Fragmento seleccionado
I. FILOLAO Y EL FUEGO CENTRAL
Desde fines del siglo VI a. C. en adelante la idea de que la Tierra era una esfera que flotaba libremente en el aire fue afianzándose continuamente. Heródoto1 menciona un rumor, según el cual existía un pueblo muy al norte que dormía durante seis meses del año, lo cual demuestra que ya se tenían en cuenta algunas de las consecuencias de la redondez de la Tierra (como, por ejemplo, la noche polar). El siguiente paso revolucionario lo dio un discípulo de Pitágoras, Filolao, el primer filósofo que atribuyó movimiento a nuestro globo. La Tierra se convirtió con ello en algo sustentado en el aire.

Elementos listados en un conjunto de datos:
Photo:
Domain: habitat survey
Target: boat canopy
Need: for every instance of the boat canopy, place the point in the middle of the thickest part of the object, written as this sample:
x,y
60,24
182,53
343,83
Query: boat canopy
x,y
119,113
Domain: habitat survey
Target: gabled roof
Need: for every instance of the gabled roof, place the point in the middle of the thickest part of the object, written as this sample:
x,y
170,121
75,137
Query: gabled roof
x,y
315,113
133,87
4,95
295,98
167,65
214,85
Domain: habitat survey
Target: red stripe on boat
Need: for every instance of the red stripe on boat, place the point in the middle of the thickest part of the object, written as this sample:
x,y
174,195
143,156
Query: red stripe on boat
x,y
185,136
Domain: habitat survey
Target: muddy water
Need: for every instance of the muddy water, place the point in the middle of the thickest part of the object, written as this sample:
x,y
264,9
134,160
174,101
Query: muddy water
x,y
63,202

Conjunto de tareas
**A.** Responde brevemente, según el fragmento sobre Filolao:
(i) ¿Desde cuándo fue afianzándose la idea de que la Tierra era una esfera que flotaba libremente en el aire?
(ii) ¿Durante cuánto tiempo dormía el pueblo del norte del que habla el rumor que menciona Heródoto?
(iii) ¿De quién era discípulo Filolao?
**B.** ¿Puedes citar del fragmento sobre Filolao el pasaje que comienza con las palabras que contienen "I. FILOLAO Y" y termina con "en el aire."?
El material no interviene en nada de esto.

Respuestas
**A.**
(i) Desde fines del siglo VI a. C.
(ii) Durante seis meses del año.
(iii) De Pitágoras.

**B.**
I. FILOLAO Y EL FUEGO CENTRAL
Desde fines del siglo VI a. C. en adelante la idea de que la Tierra era una esfera que flotaba libremente en el aire fue afianzándose continuamente. Heródoto1 menciona un rumor, según el cual existía un pueblo muy al norte que dormía durante seis meses del año, lo cual demuestra que ya se tenían en cuenta algunas de las consecuencias de la redondez de la Tierra (como, por ejemplo, la noche polar). El siguiente paso revolucionario lo dio un discípulo de Pitágoras, Filolao, el primer filósofo que atribuyó movimiento a nuestro globo. La Tierra se convirtió con ello en algo sustentado en el aire.